━━━ DOCUMENT EXCERPT
Skip to main content

CSV file validation against given data schema.

Project description

CSV Schema Validator

A powerful Python library for validating CSV files against JSON schemas. Ensure your CSV data meets specific requirements with comprehensive validation including data types, patterns, ranges, and custom constraints.

Features

  • Type Validation: Support for string, number, integer, and boolean data types
  • Pattern Matching: Regex pattern validation for strings (e.g., email formats, dates)
  • Enum Validation: Restrict values to predefined options
  • Range Validation: Min/max constraints for numeric fields
  • Required Field Checking: Ensure mandatory fields are present
  • Detailed Error Reporting: Comprehensive validation results with row/column information
  • Command Line Interface: Easy-to-use CLI for quick validation
  • Python API: Programmatic access for integration into larger workflows

Installation

pip install csv-schema-validator

Quick Start

Command Line Usage

# Validate a CSV file against a schema
csv-schema-validator employees.csv employee_schema.json

# Show help
csv-schema-validator --help

# Show version
csv-schema-validator --version

Python API Usage

from csv_schema_validator import validate_csv

# Define your schema
schema = {
    "name": "Employee Data Schema",
    "description": "Schema for validating employee CSV files",
    "fields": [
        {
            "name": "employee_id",
            "type": "integer",
            "required": True,
            "description": "Unique employee identifier"
        },
        {
            "name": "email",
            "type": "string",
            "required": True,
            "pattern": "^[a-zA-Z0-9._%+-]+@[a-zA-Z0-9.-]+\\.[a-zA-Z]{2,}$",
            "description": "Valid email address"
        },
        {
            "name": "department",
            "type": "string",
            "required": True,
            "enum": ["Engineering", "Marketing", "Sales", "HR", "Finance"],
            "description": "Employee department"
        },
        {
            "name": "salary",
            "type": "number",
            "required": True,
            "min": 30000,
            "max": 200000,
            "description": "Annual salary in USD"
        }
    ]
}

# Validate your CSV
result = validate_csv("employees.csv", schema)

if result["is_valid"]:
    print("✅ Validation passed")
else:
    print(f"❌ Validation failed: {len(result['errors'])} errors found")
    for error in result["errors"]:
        print(f"Row {error['row']}, Column {error['column']}: {error['error_type']} - {error['error_message']}")

Schema Format

The schema file should be a JSON file with the following structure:

{
  "name": "Schema Name",
  "description": "Schema description",
  "fields": [
    {
      "name": "field_name",
      "type": "string|number|integer|boolean",
      "required": true,
      "description": "Field description",
      "pattern": "regex_pattern",
      "enum": ["value1", "value2"],
      "min": 0,
      "max": 100
    }
  ]
}

Field Properties

Property Type Required Description
name string YES Field name (must match CSV header)
━━━━━━
◆ GOAL 1
From the CSV Schema Validator description, quote the passage from "CSV Schema Validator" up to and including "email formats, dates)".
◆ GOAL 2
According to the CSV Schema Validator description, which data types does the type validation feature support?
━━━ DATA
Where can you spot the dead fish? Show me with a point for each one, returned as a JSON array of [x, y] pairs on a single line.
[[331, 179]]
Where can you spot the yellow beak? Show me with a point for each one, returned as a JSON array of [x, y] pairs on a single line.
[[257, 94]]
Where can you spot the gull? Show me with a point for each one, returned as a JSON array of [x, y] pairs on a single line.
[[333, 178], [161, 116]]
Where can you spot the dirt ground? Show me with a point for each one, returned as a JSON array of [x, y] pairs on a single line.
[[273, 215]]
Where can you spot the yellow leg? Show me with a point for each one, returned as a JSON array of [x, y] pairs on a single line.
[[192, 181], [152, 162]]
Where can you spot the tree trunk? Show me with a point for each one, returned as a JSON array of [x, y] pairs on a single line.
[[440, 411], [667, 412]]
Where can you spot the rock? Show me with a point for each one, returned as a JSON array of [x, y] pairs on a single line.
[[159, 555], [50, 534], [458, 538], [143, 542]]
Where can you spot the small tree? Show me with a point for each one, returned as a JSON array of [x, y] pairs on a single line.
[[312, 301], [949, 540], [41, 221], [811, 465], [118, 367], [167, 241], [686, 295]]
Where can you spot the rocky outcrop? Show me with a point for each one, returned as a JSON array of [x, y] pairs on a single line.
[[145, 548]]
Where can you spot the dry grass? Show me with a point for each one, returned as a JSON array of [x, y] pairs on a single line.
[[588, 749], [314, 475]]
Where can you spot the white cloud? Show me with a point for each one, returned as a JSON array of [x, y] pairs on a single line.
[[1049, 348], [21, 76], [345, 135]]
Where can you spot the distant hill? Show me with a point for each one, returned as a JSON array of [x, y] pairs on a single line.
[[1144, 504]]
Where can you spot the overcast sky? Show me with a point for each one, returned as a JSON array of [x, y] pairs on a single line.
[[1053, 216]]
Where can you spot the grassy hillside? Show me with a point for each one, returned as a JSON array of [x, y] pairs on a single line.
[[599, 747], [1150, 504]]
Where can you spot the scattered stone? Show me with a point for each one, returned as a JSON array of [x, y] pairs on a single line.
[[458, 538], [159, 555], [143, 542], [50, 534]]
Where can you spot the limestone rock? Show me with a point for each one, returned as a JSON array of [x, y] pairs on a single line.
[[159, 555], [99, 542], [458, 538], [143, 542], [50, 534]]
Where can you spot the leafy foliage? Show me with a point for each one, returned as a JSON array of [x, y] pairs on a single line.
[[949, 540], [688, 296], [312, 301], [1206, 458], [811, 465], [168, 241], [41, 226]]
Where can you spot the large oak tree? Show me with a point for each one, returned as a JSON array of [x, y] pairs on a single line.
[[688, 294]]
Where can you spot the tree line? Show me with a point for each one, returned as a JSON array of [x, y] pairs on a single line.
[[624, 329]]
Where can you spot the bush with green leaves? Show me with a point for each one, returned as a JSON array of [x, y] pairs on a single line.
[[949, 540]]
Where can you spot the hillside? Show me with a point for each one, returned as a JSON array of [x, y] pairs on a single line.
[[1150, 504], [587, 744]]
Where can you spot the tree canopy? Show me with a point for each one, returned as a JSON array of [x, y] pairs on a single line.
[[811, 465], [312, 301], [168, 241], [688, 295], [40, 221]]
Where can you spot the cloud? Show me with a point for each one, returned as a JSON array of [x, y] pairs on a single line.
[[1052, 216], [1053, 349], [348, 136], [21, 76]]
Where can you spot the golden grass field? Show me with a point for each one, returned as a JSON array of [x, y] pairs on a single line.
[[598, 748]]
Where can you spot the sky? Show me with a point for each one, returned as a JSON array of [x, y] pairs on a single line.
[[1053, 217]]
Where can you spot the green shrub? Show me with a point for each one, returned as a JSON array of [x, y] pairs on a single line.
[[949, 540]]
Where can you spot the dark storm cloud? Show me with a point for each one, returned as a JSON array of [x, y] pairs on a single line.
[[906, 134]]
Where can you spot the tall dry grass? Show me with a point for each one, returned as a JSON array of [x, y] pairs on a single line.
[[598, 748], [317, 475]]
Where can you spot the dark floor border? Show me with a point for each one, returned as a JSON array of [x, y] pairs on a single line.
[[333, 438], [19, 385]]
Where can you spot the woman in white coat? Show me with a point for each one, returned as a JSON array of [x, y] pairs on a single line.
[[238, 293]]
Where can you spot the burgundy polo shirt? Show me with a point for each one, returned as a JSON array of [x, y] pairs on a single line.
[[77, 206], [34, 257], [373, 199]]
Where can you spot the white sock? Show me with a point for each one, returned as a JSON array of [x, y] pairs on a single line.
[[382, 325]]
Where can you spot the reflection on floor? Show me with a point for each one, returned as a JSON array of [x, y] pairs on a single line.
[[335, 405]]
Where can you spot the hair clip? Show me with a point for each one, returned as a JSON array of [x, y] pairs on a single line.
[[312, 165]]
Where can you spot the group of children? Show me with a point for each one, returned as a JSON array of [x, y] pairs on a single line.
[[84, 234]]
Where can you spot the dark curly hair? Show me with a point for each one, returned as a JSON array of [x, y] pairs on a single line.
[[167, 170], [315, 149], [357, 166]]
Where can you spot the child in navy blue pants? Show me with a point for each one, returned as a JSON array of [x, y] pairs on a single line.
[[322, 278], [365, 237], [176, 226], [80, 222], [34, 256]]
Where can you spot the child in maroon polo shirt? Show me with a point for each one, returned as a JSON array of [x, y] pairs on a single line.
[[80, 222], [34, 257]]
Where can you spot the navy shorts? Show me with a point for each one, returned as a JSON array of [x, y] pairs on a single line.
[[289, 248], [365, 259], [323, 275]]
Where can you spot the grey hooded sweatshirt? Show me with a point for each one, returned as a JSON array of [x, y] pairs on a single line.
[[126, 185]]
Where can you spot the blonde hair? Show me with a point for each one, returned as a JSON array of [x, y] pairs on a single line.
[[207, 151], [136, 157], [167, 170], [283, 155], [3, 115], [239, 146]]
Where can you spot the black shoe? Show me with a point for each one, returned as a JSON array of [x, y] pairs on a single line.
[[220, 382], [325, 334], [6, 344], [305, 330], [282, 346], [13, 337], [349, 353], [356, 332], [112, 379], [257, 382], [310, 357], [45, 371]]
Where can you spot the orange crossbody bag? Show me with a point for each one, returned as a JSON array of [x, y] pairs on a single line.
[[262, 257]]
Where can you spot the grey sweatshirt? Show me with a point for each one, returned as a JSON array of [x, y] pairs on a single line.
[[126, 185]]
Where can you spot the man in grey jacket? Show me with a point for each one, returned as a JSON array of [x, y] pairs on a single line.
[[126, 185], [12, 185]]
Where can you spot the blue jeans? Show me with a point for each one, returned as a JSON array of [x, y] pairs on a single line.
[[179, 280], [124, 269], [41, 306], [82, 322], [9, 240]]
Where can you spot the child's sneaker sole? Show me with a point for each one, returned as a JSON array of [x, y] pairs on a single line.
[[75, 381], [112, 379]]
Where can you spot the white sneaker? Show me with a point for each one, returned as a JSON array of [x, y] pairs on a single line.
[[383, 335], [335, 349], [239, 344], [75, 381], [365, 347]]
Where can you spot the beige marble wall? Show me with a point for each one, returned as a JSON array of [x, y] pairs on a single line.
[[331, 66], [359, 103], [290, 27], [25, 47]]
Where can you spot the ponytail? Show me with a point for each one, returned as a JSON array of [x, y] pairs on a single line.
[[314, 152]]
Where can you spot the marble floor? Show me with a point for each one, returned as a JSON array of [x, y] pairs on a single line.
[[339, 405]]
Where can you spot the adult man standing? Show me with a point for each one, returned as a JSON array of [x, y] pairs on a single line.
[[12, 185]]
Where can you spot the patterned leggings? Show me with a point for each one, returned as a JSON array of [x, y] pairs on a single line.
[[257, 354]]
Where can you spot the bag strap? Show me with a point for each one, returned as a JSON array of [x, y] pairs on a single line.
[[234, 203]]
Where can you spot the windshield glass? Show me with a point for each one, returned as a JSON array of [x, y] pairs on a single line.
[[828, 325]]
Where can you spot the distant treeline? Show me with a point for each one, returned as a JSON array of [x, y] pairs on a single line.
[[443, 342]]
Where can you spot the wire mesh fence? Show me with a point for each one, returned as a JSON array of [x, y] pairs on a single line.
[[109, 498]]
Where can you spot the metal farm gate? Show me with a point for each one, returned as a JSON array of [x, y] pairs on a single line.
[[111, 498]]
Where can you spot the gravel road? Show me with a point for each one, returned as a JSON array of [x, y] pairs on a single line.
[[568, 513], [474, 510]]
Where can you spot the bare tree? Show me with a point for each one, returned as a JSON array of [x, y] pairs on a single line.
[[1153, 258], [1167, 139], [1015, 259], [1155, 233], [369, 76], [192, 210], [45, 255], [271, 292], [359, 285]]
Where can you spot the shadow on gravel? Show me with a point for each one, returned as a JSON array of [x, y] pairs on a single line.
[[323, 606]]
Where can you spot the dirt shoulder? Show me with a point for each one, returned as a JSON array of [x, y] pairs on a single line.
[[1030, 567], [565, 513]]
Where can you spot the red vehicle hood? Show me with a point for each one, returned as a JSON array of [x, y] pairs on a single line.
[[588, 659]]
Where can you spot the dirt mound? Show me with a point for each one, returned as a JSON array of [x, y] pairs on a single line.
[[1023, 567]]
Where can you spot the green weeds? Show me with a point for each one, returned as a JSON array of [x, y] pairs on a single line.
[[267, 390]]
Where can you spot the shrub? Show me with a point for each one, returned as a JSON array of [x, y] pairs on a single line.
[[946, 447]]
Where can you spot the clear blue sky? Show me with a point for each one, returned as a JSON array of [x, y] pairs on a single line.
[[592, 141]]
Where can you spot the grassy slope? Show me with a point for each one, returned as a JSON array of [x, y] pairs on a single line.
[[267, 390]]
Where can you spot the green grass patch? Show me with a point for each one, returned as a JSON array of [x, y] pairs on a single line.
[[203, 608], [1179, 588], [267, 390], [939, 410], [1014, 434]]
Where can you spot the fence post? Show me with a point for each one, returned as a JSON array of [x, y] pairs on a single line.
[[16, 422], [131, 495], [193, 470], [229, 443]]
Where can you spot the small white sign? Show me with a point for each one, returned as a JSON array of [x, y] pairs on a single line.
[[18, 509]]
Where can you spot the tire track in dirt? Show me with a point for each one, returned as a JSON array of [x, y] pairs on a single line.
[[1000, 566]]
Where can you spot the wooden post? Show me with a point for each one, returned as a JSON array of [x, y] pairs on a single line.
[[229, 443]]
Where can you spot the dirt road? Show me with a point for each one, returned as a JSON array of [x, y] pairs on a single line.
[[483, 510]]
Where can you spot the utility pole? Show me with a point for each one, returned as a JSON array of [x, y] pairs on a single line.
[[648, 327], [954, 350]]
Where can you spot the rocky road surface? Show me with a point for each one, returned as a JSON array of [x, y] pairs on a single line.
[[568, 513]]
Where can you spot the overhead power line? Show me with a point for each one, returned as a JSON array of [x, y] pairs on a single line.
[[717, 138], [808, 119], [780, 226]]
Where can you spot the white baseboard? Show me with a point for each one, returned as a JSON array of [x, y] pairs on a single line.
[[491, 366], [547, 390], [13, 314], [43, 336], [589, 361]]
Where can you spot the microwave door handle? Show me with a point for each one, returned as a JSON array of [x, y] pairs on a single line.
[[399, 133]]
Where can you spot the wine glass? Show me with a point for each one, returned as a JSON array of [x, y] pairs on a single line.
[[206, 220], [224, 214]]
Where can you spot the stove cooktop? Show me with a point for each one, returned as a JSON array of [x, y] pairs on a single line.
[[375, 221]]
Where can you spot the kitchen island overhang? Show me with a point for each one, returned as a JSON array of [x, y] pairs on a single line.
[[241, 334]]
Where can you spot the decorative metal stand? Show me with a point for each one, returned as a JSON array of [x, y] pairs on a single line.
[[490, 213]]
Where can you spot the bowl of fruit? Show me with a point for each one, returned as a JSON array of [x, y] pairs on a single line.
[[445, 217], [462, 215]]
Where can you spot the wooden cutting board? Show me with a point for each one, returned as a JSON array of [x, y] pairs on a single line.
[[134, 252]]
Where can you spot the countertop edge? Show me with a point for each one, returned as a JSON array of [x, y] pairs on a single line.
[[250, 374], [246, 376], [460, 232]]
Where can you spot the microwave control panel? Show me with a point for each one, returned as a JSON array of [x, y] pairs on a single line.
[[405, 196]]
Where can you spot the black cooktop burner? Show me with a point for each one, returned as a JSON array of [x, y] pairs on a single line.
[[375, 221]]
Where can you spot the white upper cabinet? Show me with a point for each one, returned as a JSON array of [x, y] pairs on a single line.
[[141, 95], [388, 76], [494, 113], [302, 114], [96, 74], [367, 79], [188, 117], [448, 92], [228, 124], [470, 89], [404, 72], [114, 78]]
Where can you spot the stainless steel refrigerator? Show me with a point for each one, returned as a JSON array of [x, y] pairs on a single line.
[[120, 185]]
━━━━━━
◆ EXERCISE ANSWER 1
CSV Schema Validator

A powerful Python library for validating CSV files against JSON schemas. Ensure your CSV data meets specific requirements with comprehensive validation including data types, patterns, ranges, and custom constraints.

Features

  • Type Validation: Support for string, number, integer, and boolean data types
  • Pattern Matching: Regex pattern validation for strings (e.g., email formats, dates)

◆ EXERCISE ANSWER 2
String, number, integer, and boolean.